Problem to work on: Convert the material below into a JSON list of strings, with one string per line and blank lines left out. Omit the pictures from the list.

Excerpts of labeled region data:
===
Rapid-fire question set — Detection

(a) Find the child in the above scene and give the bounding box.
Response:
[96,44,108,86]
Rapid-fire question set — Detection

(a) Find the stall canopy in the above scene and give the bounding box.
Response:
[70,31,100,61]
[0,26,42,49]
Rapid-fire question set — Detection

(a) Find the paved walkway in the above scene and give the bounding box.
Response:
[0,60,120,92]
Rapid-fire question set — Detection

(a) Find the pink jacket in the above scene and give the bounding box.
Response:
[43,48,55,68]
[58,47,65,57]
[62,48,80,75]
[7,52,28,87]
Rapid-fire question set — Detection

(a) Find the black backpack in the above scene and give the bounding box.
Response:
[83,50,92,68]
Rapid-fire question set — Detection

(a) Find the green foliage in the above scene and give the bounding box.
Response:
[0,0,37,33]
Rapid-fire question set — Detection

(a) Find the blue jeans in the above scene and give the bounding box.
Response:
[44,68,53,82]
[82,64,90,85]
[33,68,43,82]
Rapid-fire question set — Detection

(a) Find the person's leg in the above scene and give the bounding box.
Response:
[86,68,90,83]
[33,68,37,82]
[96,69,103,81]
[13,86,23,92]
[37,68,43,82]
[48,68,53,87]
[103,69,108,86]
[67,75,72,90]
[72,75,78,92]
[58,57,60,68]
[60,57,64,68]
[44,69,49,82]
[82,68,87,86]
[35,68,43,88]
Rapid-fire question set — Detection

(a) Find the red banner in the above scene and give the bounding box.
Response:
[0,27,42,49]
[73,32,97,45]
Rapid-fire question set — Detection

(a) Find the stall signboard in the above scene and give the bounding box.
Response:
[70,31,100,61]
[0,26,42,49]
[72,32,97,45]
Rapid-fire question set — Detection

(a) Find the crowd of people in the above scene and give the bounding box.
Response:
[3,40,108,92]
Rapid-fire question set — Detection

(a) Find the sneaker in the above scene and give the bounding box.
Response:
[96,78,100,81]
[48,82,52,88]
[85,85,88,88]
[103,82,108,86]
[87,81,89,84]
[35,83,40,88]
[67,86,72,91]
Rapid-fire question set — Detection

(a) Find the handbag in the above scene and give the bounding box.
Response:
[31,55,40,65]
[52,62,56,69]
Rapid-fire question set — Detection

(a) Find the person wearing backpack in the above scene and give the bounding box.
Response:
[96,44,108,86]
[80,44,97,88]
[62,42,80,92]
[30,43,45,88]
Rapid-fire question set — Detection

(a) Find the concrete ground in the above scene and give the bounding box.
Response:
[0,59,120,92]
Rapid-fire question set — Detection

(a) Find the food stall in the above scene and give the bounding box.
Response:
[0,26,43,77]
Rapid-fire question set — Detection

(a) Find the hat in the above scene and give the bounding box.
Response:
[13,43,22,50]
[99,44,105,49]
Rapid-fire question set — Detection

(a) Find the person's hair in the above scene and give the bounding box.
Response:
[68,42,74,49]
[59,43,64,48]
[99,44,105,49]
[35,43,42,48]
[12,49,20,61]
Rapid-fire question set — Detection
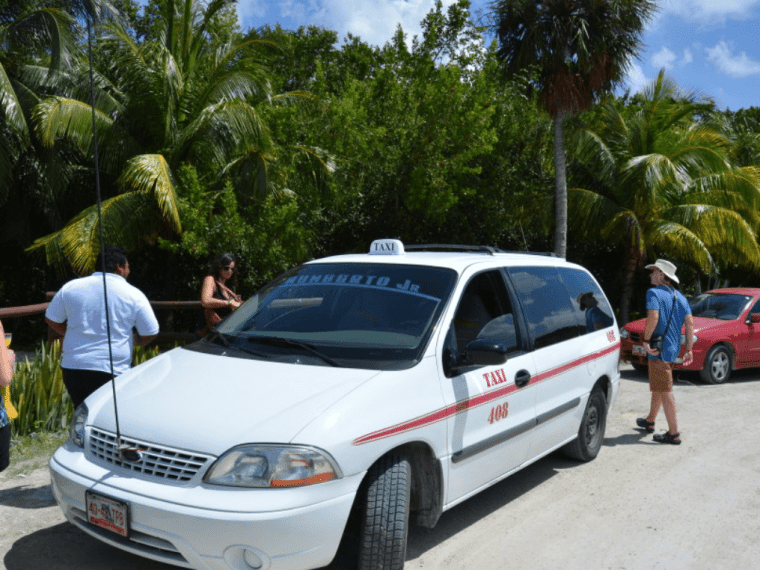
===
Finished exercise:
[
  "Rapid-fire question set — Detection",
  "(a) Find the child in the above scene and give the bounding box.",
  "Response:",
  "[96,44,108,86]",
  "Rapid-fire question set — Detection",
  "(a) Find the stall canopy in the above scene and give the bounding box.",
  "Response:",
  "[70,31,100,61]",
  "[0,26,42,49]",
  "Rapid-fire question set — Detection",
  "(a) Find the paved walkway in the above scene and give the bounding box.",
  "Response:",
  "[0,60,120,92]",
  "Rapid-fire question set — Detection",
  "(a) Find the pink jacket in the above scene and give the bounding box.",
  "Response:",
  "[43,48,55,68]",
  "[58,47,65,57]",
  "[62,48,80,75]",
  "[7,52,28,87]",
  "Rapid-fire question set — Detection",
  "(a) Find the black backpack in the above scene and give the bounding box.",
  "Response:",
  "[83,50,92,68]",
  "Rapid-fire question set — Detection",
  "(a) Find the green foliage in the above scene and give the bounding box.",
  "Response:",
  "[0,0,37,33]",
  "Rapid-fire question set — Detection",
  "(a) Find the blue jeans in the above scene and give the bounding box.",
  "Response:",
  "[44,68,53,82]",
  "[82,64,90,85]",
  "[33,68,43,82]",
  "Rapid-fire question set — Detection",
  "(a) Find the person's leg in the above scene and give the bounding box.",
  "Response:",
  "[86,68,90,83]",
  "[33,68,37,82]",
  "[96,69,103,81]",
  "[13,86,23,92]",
  "[37,68,43,82]",
  "[48,68,53,87]",
  "[103,69,108,86]",
  "[67,75,72,90]",
  "[72,75,78,92]",
  "[58,57,60,68]",
  "[60,57,64,68]",
  "[44,69,49,82]",
  "[82,68,87,86]",
  "[35,68,43,88]",
  "Rapid-fire question set — Detection",
  "(a) Find the red banner in the above scene and give the bounding box.",
  "Response:",
  "[0,27,42,49]",
  "[73,32,97,45]",
  "Rapid-fire question set — Detection",
  "(a) Find the stall signboard in the above scene and give the bounding box.",
  "Response:",
  "[70,31,100,61]",
  "[0,26,42,49]",
  "[72,32,97,45]",
  "Rapid-fire question set — Detection",
  "(a) Find the crowd of people in the above scene and give the bounding box.",
  "Response:",
  "[3,40,108,92]",
  "Rapid-fire question set — Detection",
  "(a) Find the sneaker in the above scene and give the bounding box.",
  "Response:",
  "[96,78,100,81]",
  "[48,82,52,88]",
  "[85,85,88,88]",
  "[103,82,108,86]",
  "[87,81,89,84]",
  "[35,83,40,88]",
  "[67,86,72,91]",
  "Rapid-fire question set — Detection",
  "(a) Find the handbag in the above scene and give the bounding box.",
  "Response:",
  "[31,55,40,65]",
  "[52,62,56,69]",
  "Rapid-fire question set — Detection",
  "(a) Find the person wearing backpack in the above scene and give the bounding box.",
  "Response:",
  "[96,44,108,86]",
  "[80,44,97,88]",
  "[62,42,80,92]",
  "[30,43,45,88]",
  "Rapid-fire question set — Detection",
  "(a) Find the concrete ground in the above scene and give the bounding box.",
  "Response:",
  "[0,59,120,92]",
  "Rapid-fire question set — Detection",
  "(a) Find the food stall in the above scene and give the bounding box.",
  "Response:",
  "[0,26,43,77]",
  "Rapid-fire question set — Detection",
  "(a) Find the hat in the above scene and give the bounding box.",
  "Response:",
  "[13,43,22,50]",
  "[99,44,105,49]",
  "Rapid-fire question set — Detection",
  "(a) Find the person's hair in the above scene and give the bounding box.",
  "Response:",
  "[68,42,74,49]",
  "[59,43,64,48]",
  "[99,44,105,49]",
  "[35,43,42,48]",
  "[12,49,20,61]",
  "Rapid-fire question set — Detection"
]